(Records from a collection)
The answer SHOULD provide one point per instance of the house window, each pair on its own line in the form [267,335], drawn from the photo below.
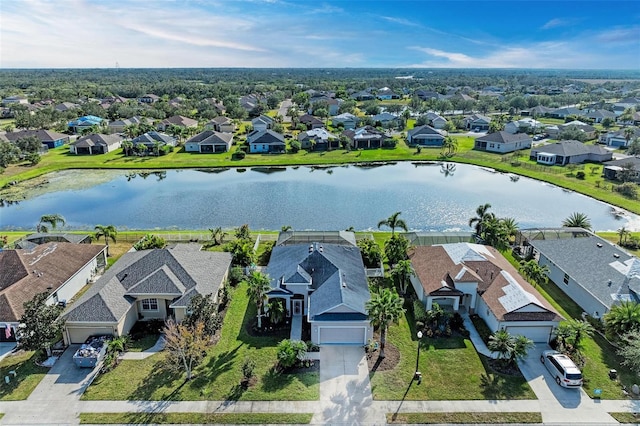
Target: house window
[149,304]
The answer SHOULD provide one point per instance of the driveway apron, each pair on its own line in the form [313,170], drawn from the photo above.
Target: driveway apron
[345,390]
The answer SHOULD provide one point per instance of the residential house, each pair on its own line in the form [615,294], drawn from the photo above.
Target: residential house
[150,139]
[611,168]
[145,285]
[59,268]
[49,138]
[177,120]
[326,283]
[503,142]
[266,141]
[365,137]
[82,123]
[386,94]
[262,122]
[323,140]
[118,126]
[96,143]
[348,120]
[221,124]
[310,121]
[569,152]
[593,272]
[149,98]
[618,138]
[478,279]
[477,122]
[425,136]
[209,141]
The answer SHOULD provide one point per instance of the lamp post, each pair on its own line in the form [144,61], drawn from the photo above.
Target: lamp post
[418,375]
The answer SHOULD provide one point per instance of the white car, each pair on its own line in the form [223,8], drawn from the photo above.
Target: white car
[562,369]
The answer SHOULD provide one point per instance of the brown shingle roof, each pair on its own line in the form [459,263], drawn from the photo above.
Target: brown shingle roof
[26,273]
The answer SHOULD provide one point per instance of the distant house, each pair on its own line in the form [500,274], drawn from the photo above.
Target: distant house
[326,283]
[221,124]
[95,144]
[502,142]
[209,141]
[149,98]
[480,280]
[59,268]
[118,126]
[149,139]
[310,121]
[569,152]
[365,137]
[177,120]
[83,123]
[262,122]
[611,168]
[47,137]
[266,141]
[477,121]
[323,139]
[593,272]
[348,120]
[145,285]
[424,136]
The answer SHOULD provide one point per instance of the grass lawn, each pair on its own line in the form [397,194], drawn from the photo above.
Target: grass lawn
[28,375]
[451,370]
[218,377]
[195,418]
[456,418]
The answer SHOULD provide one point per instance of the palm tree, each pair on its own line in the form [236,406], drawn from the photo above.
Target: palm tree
[108,232]
[622,319]
[482,215]
[393,222]
[52,219]
[402,273]
[384,308]
[259,286]
[577,220]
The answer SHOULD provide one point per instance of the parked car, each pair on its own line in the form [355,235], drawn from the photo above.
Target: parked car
[562,369]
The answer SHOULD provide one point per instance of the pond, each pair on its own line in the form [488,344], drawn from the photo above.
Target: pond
[431,196]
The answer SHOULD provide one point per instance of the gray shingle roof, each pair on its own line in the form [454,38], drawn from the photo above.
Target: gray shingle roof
[183,273]
[590,265]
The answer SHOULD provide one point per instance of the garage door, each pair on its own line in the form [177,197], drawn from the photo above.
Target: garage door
[537,334]
[342,335]
[80,335]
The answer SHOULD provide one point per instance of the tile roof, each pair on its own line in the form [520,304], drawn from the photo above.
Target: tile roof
[47,267]
[178,273]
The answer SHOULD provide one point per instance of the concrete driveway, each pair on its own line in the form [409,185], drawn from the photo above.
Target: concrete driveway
[558,404]
[345,390]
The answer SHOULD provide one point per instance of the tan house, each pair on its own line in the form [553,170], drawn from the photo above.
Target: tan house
[145,285]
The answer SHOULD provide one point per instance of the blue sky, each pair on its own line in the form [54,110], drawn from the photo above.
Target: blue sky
[275,33]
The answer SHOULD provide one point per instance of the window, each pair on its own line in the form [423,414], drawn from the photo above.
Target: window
[149,304]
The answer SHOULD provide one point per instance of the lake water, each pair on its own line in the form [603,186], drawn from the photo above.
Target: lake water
[305,198]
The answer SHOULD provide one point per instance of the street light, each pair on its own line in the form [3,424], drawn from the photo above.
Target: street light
[418,375]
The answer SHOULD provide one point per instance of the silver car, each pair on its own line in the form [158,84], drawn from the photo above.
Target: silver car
[562,369]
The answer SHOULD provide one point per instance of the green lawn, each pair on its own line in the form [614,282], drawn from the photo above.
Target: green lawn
[468,418]
[195,418]
[28,376]
[219,375]
[451,370]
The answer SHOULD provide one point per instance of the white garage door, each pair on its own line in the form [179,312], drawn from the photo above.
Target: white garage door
[80,335]
[342,335]
[538,334]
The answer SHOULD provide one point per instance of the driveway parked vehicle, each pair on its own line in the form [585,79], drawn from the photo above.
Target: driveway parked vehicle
[562,368]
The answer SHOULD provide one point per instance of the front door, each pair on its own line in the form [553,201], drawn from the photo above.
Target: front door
[297,307]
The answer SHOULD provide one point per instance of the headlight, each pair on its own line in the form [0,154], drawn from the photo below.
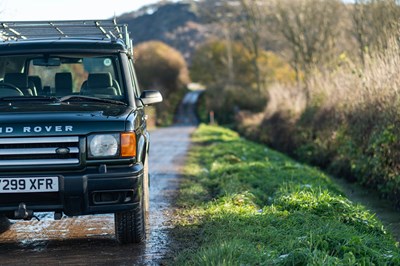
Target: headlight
[106,145]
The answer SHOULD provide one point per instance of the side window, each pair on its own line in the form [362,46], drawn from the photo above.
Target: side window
[133,79]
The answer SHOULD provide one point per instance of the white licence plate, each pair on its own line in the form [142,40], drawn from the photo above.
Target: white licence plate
[28,184]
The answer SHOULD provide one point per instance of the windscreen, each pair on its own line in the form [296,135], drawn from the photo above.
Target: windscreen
[61,75]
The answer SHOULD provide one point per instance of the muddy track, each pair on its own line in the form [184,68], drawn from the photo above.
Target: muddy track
[90,239]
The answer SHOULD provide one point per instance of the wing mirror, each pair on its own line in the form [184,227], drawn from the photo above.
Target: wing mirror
[149,97]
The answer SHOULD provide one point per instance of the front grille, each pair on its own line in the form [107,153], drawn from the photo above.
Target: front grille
[39,151]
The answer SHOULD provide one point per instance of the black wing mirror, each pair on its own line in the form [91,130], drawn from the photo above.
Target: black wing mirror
[149,97]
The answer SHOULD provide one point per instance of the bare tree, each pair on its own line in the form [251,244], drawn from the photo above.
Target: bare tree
[374,23]
[222,13]
[253,27]
[310,29]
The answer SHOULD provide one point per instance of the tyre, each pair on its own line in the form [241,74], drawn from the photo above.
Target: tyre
[130,226]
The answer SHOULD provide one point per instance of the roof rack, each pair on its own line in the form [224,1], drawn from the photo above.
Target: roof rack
[85,29]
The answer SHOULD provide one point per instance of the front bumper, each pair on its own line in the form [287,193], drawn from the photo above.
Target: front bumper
[95,190]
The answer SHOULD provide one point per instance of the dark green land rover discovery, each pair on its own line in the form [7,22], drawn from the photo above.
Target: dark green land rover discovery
[73,135]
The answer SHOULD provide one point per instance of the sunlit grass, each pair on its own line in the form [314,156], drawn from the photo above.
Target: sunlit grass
[244,204]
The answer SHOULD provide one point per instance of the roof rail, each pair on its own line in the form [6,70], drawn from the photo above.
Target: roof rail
[85,29]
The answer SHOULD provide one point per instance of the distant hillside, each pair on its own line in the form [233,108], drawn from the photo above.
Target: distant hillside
[173,23]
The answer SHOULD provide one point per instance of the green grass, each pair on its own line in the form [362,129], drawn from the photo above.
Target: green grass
[244,204]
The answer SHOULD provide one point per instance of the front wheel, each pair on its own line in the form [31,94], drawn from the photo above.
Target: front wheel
[130,226]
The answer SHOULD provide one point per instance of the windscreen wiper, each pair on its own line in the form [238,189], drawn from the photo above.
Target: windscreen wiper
[29,98]
[82,98]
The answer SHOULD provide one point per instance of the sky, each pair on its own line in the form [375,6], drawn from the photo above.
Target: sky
[26,10]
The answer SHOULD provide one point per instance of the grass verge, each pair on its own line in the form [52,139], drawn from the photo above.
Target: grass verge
[244,204]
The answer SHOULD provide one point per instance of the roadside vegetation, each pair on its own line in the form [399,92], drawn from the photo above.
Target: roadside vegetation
[161,67]
[320,82]
[244,204]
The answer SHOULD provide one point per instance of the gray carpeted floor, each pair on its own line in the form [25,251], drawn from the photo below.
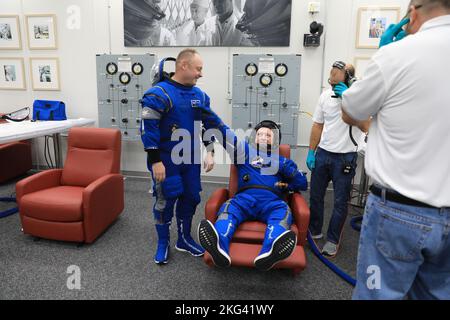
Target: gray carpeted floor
[119,265]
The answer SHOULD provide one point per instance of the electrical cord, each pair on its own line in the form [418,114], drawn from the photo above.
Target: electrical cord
[48,160]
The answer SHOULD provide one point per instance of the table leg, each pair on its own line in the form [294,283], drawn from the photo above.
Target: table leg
[57,149]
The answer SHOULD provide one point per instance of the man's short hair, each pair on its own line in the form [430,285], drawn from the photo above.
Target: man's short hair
[186,54]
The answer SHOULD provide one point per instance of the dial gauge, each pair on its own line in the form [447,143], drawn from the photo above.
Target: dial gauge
[281,70]
[266,80]
[251,69]
[137,68]
[111,68]
[124,78]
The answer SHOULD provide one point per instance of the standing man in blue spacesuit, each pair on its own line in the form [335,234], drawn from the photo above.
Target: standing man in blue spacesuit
[175,107]
[262,173]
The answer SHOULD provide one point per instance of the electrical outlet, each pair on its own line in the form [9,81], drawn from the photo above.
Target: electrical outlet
[314,7]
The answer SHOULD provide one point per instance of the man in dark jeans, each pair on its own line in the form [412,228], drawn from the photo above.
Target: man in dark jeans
[332,157]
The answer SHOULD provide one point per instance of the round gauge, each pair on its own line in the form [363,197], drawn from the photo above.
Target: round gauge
[137,68]
[266,80]
[251,69]
[124,78]
[111,68]
[281,70]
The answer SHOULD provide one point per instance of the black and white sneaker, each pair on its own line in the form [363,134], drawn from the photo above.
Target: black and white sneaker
[282,248]
[209,239]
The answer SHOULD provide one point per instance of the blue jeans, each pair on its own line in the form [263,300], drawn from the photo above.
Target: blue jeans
[329,167]
[403,251]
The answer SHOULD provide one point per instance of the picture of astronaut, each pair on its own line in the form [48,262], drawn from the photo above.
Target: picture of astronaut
[45,74]
[5,31]
[41,32]
[377,27]
[218,23]
[10,73]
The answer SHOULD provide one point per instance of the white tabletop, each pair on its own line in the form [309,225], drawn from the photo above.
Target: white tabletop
[15,131]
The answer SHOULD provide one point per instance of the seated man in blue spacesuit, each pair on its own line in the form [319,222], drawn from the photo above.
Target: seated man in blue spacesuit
[174,109]
[263,176]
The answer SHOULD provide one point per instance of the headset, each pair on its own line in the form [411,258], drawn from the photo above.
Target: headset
[158,71]
[349,73]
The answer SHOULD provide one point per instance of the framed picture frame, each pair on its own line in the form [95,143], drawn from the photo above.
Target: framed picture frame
[361,63]
[10,38]
[372,22]
[41,31]
[12,74]
[45,74]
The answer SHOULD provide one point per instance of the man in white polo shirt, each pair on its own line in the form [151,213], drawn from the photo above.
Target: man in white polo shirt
[405,244]
[332,157]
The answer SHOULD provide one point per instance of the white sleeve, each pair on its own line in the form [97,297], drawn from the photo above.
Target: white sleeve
[318,113]
[365,97]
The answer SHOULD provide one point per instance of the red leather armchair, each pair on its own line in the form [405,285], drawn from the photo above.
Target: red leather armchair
[248,238]
[76,203]
[15,159]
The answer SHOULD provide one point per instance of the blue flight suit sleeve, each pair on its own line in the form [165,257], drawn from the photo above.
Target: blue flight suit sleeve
[295,178]
[230,142]
[155,104]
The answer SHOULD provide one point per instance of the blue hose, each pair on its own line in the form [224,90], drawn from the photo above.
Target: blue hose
[354,222]
[8,212]
[328,263]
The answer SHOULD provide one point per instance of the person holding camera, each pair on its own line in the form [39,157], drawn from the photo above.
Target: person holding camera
[332,156]
[404,242]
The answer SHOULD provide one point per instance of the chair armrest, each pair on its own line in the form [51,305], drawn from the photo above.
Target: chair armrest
[103,201]
[214,203]
[39,181]
[300,211]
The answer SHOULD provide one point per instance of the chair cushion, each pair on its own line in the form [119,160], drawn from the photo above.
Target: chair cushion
[59,204]
[91,154]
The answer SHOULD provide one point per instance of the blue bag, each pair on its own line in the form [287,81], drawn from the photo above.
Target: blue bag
[49,110]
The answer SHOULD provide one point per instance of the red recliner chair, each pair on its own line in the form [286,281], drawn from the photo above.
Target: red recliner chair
[76,203]
[248,238]
[15,159]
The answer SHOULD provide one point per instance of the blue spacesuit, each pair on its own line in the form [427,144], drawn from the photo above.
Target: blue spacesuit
[259,197]
[169,108]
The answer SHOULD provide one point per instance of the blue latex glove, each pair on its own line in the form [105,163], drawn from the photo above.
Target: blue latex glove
[339,89]
[311,160]
[393,33]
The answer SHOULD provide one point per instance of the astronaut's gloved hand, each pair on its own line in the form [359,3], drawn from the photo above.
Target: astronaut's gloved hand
[339,89]
[311,160]
[208,162]
[159,171]
[393,33]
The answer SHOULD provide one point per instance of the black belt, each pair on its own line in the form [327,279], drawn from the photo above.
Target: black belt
[397,197]
[255,186]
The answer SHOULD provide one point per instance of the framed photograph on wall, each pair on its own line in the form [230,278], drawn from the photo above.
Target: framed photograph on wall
[361,64]
[372,22]
[45,74]
[10,32]
[41,31]
[12,74]
[206,23]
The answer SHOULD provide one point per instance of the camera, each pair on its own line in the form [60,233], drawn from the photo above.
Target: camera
[313,39]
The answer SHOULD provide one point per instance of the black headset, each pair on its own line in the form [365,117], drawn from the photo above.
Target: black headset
[349,73]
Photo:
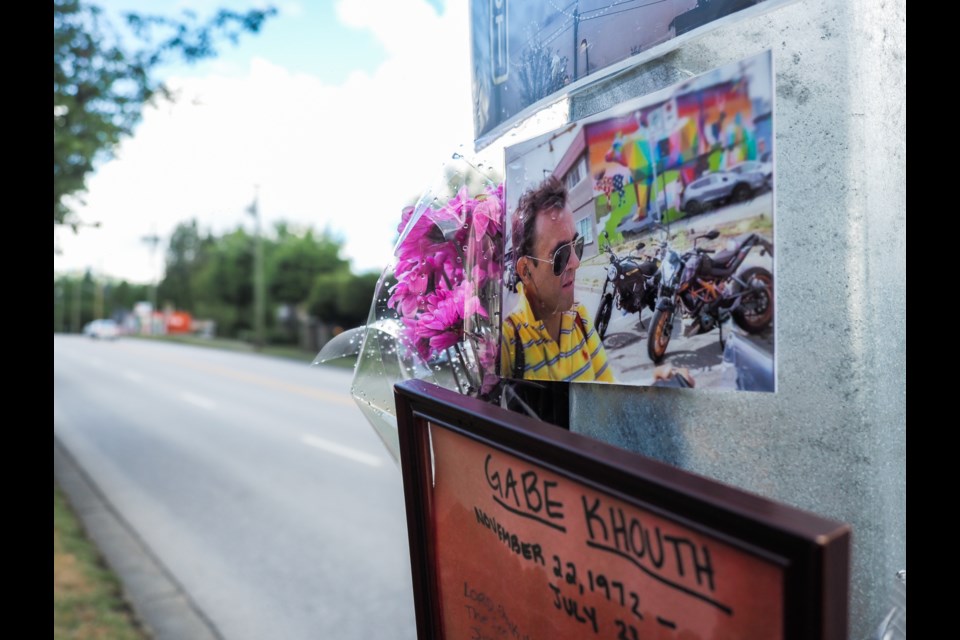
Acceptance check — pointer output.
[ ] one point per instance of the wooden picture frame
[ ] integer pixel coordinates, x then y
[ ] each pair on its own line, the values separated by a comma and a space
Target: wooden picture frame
519, 529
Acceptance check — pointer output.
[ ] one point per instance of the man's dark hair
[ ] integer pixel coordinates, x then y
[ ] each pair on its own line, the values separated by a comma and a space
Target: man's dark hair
551, 194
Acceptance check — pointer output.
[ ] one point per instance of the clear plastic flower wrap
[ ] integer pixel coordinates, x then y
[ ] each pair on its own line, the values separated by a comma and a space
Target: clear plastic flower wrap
435, 315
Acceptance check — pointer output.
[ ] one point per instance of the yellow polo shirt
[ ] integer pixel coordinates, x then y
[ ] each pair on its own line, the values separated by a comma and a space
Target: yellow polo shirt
580, 356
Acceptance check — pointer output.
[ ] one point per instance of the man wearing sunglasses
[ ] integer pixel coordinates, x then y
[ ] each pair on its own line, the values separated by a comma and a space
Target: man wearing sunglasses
549, 335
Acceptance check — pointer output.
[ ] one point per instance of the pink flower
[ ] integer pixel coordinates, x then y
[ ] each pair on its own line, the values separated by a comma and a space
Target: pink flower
441, 266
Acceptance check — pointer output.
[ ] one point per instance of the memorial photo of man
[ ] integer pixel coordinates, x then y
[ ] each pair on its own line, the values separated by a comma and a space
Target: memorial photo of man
549, 335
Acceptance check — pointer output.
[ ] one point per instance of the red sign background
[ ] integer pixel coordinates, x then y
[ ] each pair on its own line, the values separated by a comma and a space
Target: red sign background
522, 552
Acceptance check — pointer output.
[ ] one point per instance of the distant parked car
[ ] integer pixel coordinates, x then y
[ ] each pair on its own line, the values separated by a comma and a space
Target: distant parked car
764, 169
104, 328
718, 188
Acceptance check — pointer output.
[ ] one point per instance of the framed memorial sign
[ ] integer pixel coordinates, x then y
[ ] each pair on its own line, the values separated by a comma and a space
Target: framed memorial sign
519, 529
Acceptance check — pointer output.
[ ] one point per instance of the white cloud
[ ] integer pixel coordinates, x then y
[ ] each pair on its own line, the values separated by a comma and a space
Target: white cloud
347, 156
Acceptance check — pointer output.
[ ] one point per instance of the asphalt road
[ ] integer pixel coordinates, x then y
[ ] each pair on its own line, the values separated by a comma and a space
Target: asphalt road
255, 481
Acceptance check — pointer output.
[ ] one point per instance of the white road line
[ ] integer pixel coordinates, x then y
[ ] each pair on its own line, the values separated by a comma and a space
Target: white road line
200, 401
342, 451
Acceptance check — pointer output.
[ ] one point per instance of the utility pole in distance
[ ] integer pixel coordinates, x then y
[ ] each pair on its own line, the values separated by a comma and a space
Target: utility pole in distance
152, 241
259, 304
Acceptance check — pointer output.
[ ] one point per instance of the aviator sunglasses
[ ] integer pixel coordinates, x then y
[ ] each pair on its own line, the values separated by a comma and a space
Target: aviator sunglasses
562, 255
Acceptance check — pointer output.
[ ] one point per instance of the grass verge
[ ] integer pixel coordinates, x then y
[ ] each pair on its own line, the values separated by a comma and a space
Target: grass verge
87, 604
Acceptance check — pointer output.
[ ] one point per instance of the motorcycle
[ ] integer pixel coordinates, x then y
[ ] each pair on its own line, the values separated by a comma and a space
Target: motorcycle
631, 285
703, 285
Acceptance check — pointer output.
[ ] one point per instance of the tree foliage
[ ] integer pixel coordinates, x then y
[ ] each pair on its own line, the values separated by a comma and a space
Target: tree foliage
101, 83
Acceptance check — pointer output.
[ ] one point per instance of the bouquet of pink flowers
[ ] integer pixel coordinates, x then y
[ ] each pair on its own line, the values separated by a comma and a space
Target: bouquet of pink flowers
448, 268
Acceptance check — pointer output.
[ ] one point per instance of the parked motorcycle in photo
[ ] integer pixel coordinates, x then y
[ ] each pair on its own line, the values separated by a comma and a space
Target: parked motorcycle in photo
703, 285
630, 285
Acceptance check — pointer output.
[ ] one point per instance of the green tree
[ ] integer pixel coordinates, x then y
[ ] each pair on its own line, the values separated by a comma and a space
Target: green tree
342, 298
185, 257
101, 83
224, 284
296, 261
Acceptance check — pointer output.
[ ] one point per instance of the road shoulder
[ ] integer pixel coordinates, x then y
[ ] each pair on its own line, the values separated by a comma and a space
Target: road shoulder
160, 603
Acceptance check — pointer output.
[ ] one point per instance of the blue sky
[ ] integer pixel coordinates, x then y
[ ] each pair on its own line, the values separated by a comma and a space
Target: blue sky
337, 114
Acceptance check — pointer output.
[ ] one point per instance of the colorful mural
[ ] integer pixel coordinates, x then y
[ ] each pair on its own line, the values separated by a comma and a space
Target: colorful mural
641, 161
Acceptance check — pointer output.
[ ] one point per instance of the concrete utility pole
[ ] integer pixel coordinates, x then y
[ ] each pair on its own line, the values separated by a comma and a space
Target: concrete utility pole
259, 304
152, 241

▶ **Aim of the task**
Among the lines above, repeat exactly those from the line with "Target: pink flower" to the line with "[ ] one point per instance of the utility", counting both ends.

▶ **Finished exercise**
Target: pink flower
441, 266
Acceptance check — pointer output.
[ ] one point per instance of the memorial photo of man
[ ] integer pixel coordinates, x then y
[ ] each pair on its own line, the values separated by a comma and a space
Target: memorial photo of man
549, 335
Acceptance check — pointer output.
[ ] one point per instance of the red sign background
[ ] integer pixel coordinates, x then y
[ ] each pair on its own line, the values separated by a comma and a space
Target: red sign background
522, 552
Acceptance check — pointer output.
[ ] one point per instance of the distant parked car
[ ] integer pixel coordinates, x then y
[ ] each pair on its own line, the values separated by a comma and a space
Target: distant parked car
764, 169
104, 328
718, 188
Acceptance check — pointer output.
[ ] one point per instance of the framed memorial sign
[ ] integer pixel coordinates, x then y
[ ] each pair on its own line, the values separated by a comma and a space
Target: framed memorial sign
519, 529
Acceptance check — pointer output.
[ ] one point per instance of the white cloud
[ ] integer pixel coordinates, x then y
[ ] each pair on its own line, the values separated by a comma and a space
Target: white cloud
347, 156
Acceptance check — pointer output.
[ ] one point per instance of the asphalt road
[ ] integer pixel coordinates, x then y
[ ] each pair on its own line, the values separated by a comma and a space
Target: asphalt road
255, 481
Acceptance check — pointer output.
[ ] one point per instance of the white road line
[ ] integer pixel coordinates, x then y
[ ] each pair on its own line, the values separated by a comma and a space
Target: white road line
200, 401
342, 451
Acceptance check — pointer output.
[ ] one point per instance of the utility pole in distance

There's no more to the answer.